◆ WORK ITEM ◆
For every record below, write out an exact copy.

◆ DATA EXCERPTS ◆
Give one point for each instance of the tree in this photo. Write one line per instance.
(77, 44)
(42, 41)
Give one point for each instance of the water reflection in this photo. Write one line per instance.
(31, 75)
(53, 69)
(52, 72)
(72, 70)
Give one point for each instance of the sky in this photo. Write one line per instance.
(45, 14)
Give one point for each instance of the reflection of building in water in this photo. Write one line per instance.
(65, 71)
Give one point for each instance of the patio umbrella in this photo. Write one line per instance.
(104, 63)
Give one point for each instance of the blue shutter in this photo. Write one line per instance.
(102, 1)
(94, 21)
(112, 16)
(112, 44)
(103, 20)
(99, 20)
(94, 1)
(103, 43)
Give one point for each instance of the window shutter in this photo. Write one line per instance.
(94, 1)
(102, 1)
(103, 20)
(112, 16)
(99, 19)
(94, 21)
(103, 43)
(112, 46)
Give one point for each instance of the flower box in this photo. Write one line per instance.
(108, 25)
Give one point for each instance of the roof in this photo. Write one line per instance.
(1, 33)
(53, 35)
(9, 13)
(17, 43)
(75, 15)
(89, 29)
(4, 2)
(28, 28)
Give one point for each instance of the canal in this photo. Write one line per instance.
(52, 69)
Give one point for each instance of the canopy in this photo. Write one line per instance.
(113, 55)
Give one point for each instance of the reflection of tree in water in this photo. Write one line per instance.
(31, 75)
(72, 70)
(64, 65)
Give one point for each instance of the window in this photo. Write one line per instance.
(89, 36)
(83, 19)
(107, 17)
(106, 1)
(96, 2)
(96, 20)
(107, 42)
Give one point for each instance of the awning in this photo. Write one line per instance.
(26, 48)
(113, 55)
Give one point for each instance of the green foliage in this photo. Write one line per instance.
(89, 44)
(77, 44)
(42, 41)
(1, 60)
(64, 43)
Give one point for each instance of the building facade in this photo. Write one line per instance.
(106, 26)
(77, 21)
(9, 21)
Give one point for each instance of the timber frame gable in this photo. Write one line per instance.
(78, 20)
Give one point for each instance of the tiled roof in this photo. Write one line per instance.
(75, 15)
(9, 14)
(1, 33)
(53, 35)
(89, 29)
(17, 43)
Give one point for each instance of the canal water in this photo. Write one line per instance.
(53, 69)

◆ TASK RESULT ◆
Give one point for each instance of the tree in this photo. Write one line per instance.
(77, 44)
(42, 41)
Give one point for each instance of the water reflection in this photo. Write one line per instance.
(31, 75)
(53, 69)
(52, 72)
(72, 70)
Give one point for each instance of the sky in this photo. Write one line per instance.
(45, 14)
Give one point for each instance of the reflection of building in water in this photo. Write one line per instance.
(65, 71)
Give one point for each instance of the patio umbrella in this photo. Write one line per instance.
(104, 63)
Give one point for each instance of the blue shutter in this photo. Write one line per instance.
(102, 1)
(94, 21)
(112, 16)
(112, 44)
(103, 20)
(99, 20)
(94, 1)
(103, 43)
Give one point for each instance of the window shutter in this photo. Write one line per instance.
(94, 1)
(102, 1)
(103, 20)
(112, 16)
(99, 19)
(94, 21)
(103, 43)
(112, 46)
Give one point for each instance of the flower box in this photo. Write one line per instance.
(108, 25)
Give one point for each instance of the roof in this photo. Write one line per instance.
(1, 33)
(53, 35)
(9, 13)
(17, 43)
(75, 15)
(89, 29)
(4, 2)
(28, 28)
Give one point for each instance of the canal in this photo. Write one line per instance.
(52, 69)
Give one point for each instance of the canopy in this photo. Write one line per instance.
(113, 55)
Give one point for each instance of the reflection of tree in water in this photo. Write one line per instance.
(31, 75)
(72, 70)
(64, 65)
Give one point for each instance of the window in this photo. Write one line per instance.
(89, 36)
(83, 19)
(107, 17)
(106, 1)
(96, 2)
(96, 20)
(107, 42)
Give one point for each instance of the awning in this photo. Write one line per instance.
(26, 48)
(113, 55)
Give one point for each instance of the green foliage in this photo. Write one line per instance.
(89, 44)
(77, 44)
(42, 41)
(1, 60)
(64, 43)
Give one point for each instance of the building facade in this photo. Write one line per instance.
(106, 26)
(77, 21)
(9, 21)
Give one point for each instance of the timber frame gable in this photo. Write one line per instance.
(78, 20)
Give one point for each instance of the tiled roof in this photo. Write one line per instance.
(75, 15)
(9, 14)
(1, 33)
(53, 35)
(89, 29)
(17, 43)
Give one point for each instance of the canal water in this photo. Write one line per instance.
(53, 69)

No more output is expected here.